> [TASK TO COMPLETE]: Collect every line of the records below that contains the word "pickup", copying each such line in full. Case counts, so match only that exact capitalization.

> [Records]:
┄┄┄┄┄┄
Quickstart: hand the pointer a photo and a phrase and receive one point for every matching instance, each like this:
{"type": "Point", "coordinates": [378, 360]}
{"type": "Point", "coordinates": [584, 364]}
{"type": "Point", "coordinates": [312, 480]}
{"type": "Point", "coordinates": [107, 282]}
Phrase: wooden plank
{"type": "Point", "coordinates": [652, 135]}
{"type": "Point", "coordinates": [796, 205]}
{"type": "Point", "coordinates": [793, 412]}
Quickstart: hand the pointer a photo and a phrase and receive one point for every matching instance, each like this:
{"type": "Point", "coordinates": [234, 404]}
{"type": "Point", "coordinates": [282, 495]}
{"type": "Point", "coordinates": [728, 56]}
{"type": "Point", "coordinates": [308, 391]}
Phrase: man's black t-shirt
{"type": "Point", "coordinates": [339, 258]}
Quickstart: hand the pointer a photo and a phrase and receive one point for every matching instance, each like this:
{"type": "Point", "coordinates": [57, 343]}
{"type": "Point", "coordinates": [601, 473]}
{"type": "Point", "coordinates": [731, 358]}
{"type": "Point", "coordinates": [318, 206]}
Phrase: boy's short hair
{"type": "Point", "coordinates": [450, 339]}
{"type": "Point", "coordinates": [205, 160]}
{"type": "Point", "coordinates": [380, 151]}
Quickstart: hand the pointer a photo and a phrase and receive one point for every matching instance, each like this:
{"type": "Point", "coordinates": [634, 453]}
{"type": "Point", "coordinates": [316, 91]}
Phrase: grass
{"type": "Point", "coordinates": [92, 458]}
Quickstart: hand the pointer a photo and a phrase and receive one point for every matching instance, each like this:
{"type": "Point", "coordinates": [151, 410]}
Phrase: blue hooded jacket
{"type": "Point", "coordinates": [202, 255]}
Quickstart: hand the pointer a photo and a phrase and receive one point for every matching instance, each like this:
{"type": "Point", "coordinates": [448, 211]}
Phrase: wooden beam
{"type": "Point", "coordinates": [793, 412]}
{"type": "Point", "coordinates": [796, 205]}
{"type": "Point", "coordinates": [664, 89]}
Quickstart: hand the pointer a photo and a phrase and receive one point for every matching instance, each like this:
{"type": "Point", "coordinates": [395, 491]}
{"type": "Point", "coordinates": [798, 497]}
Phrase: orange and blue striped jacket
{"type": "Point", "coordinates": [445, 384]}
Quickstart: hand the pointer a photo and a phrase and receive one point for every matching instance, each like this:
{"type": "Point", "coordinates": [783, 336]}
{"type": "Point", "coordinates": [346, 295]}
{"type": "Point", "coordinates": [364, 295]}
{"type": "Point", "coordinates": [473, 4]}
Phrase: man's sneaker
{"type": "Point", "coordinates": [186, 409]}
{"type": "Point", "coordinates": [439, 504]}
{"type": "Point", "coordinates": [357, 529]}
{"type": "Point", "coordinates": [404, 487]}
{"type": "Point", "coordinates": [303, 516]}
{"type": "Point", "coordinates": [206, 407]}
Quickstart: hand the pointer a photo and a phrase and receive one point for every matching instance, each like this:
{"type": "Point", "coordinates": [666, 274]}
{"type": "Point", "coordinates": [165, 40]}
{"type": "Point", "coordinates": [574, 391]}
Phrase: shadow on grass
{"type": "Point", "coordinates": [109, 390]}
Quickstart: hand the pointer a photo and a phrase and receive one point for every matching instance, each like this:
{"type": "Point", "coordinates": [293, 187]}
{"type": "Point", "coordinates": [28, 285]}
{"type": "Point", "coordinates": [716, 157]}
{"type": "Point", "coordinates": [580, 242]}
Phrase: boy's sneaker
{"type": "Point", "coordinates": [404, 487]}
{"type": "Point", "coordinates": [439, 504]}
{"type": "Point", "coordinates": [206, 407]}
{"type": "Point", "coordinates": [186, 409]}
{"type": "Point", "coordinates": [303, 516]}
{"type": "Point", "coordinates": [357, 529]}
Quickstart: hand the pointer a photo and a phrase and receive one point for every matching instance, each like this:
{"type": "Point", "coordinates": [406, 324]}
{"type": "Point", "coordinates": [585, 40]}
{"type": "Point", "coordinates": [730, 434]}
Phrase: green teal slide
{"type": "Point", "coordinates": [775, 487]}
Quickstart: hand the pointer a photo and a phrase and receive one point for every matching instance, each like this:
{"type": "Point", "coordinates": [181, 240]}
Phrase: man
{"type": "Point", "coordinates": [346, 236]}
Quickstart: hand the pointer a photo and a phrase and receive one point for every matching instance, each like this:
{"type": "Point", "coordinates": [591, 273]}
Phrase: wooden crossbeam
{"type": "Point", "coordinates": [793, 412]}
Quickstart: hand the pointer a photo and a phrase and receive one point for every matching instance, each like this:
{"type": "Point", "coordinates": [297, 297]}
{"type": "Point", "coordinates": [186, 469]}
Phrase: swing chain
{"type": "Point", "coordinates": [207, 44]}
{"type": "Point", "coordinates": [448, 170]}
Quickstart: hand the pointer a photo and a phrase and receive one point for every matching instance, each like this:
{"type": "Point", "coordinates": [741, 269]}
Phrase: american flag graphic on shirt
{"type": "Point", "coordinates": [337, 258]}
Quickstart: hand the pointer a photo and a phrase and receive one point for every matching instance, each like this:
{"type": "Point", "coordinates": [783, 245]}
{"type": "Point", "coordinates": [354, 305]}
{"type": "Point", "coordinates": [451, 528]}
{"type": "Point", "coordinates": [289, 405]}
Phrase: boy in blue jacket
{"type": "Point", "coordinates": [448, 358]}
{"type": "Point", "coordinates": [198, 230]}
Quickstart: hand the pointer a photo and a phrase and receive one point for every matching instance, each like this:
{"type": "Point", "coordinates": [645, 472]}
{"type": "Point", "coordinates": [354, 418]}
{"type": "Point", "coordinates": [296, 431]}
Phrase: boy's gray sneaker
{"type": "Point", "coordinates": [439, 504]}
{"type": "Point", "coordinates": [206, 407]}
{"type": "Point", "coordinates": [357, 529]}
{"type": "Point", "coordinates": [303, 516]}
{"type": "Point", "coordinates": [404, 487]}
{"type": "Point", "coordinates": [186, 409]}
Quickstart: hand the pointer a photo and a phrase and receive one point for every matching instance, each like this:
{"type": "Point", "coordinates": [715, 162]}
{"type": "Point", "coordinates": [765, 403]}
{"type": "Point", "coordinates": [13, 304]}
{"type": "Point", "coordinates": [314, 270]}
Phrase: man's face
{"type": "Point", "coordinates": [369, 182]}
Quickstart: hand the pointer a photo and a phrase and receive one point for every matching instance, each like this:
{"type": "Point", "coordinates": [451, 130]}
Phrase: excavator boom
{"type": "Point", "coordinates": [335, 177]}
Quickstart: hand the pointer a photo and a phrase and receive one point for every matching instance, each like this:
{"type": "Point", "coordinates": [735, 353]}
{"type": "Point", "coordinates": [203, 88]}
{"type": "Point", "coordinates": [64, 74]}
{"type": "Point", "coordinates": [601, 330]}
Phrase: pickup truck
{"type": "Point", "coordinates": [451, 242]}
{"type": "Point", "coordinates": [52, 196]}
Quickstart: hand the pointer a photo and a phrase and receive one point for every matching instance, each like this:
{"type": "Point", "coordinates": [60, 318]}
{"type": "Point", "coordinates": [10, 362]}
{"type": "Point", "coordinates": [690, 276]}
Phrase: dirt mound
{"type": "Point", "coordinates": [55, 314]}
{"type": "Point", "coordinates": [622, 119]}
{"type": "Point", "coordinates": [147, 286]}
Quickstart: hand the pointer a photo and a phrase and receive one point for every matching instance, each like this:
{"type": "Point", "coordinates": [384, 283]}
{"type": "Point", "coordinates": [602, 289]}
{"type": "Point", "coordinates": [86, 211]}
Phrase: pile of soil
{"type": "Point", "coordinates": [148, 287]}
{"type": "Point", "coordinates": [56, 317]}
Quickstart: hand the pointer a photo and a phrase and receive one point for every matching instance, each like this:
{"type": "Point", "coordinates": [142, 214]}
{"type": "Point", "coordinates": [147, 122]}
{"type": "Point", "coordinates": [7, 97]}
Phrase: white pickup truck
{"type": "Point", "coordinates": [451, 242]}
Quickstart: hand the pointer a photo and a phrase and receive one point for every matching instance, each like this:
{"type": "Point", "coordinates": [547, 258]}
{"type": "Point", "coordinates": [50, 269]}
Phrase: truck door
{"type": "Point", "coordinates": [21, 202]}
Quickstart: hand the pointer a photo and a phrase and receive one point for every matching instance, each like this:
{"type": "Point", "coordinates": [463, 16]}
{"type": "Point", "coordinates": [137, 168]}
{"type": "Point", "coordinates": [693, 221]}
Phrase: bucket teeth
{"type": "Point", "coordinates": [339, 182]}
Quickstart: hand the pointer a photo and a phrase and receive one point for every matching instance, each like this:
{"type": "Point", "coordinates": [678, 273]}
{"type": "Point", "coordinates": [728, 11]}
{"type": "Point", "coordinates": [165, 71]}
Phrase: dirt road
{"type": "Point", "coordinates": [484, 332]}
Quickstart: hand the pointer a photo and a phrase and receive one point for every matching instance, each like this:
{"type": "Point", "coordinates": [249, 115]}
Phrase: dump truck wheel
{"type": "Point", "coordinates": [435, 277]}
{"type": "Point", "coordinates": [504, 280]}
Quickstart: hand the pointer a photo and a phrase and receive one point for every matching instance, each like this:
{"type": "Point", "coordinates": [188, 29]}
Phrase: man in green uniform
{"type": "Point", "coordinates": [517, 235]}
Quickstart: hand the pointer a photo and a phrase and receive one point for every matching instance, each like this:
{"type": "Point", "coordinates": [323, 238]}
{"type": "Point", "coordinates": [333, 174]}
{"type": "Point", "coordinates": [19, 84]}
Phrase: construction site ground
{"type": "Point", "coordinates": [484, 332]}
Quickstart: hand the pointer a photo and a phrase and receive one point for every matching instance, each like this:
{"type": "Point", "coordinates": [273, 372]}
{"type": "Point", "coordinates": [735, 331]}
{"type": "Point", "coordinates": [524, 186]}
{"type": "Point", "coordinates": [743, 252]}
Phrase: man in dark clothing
┄┄┄┄┄┄
> [FINAL ANSWER]:
Phrase: pickup truck
Phrase: white pickup truck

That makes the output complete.